====== Supplied entries

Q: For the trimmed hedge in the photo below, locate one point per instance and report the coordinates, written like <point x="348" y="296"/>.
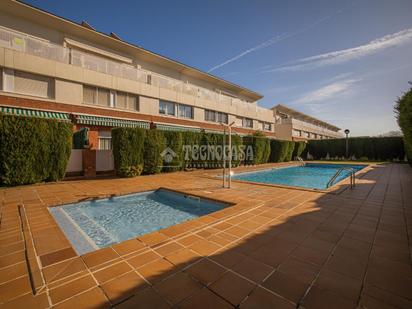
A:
<point x="154" y="145"/>
<point x="279" y="150"/>
<point x="128" y="150"/>
<point x="261" y="148"/>
<point x="33" y="149"/>
<point x="299" y="149"/>
<point x="371" y="148"/>
<point x="403" y="109"/>
<point x="174" y="141"/>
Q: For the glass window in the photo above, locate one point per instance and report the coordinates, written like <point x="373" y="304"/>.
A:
<point x="89" y="95"/>
<point x="247" y="123"/>
<point x="210" y="115"/>
<point x="103" y="97"/>
<point x="267" y="126"/>
<point x="167" y="108"/>
<point x="222" y="117"/>
<point x="132" y="102"/>
<point x="105" y="143"/>
<point x="185" y="111"/>
<point x="121" y="100"/>
<point x="32" y="84"/>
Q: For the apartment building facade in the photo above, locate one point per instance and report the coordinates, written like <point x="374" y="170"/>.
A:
<point x="294" y="125"/>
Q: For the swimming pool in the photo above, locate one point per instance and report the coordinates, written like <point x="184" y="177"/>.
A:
<point x="311" y="176"/>
<point x="100" y="223"/>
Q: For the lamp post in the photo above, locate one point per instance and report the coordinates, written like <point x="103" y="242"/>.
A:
<point x="347" y="143"/>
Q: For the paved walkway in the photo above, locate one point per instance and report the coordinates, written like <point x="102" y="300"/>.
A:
<point x="275" y="248"/>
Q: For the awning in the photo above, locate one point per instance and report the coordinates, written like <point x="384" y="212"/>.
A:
<point x="166" y="127"/>
<point x="35" y="113"/>
<point x="111" y="122"/>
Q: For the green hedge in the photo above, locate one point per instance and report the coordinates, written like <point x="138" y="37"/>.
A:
<point x="174" y="141"/>
<point x="403" y="109"/>
<point x="153" y="147"/>
<point x="261" y="148"/>
<point x="128" y="150"/>
<point x="33" y="149"/>
<point x="370" y="148"/>
<point x="299" y="149"/>
<point x="279" y="150"/>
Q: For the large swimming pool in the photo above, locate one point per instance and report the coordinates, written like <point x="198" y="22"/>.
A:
<point x="100" y="223"/>
<point x="312" y="176"/>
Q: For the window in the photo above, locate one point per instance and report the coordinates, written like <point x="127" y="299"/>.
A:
<point x="167" y="108"/>
<point x="266" y="126"/>
<point x="247" y="123"/>
<point x="28" y="83"/>
<point x="216" y="116"/>
<point x="103" y="97"/>
<point x="210" y="115"/>
<point x="105" y="140"/>
<point x="222" y="117"/>
<point x="89" y="95"/>
<point x="185" y="111"/>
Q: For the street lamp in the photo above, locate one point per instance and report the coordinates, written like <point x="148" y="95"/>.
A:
<point x="347" y="143"/>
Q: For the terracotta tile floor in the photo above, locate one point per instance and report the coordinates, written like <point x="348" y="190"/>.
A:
<point x="274" y="248"/>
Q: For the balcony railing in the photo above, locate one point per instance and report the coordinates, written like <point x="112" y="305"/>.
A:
<point x="37" y="47"/>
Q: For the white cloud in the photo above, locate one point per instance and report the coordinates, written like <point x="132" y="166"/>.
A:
<point x="341" y="87"/>
<point x="392" y="40"/>
<point x="277" y="39"/>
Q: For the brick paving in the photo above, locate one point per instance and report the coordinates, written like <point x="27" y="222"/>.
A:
<point x="274" y="248"/>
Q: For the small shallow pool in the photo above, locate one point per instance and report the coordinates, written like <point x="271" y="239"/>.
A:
<point x="100" y="223"/>
<point x="311" y="176"/>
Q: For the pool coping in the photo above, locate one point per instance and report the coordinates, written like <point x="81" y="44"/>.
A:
<point x="332" y="189"/>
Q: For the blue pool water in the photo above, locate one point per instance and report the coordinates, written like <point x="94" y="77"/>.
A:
<point x="96" y="224"/>
<point x="312" y="176"/>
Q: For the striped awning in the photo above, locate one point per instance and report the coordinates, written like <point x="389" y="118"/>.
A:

============

◆ **Your assignment**: From the entries, find how many lines contain "awning" and give the number alone.

◆ **Output for this exercise**: 2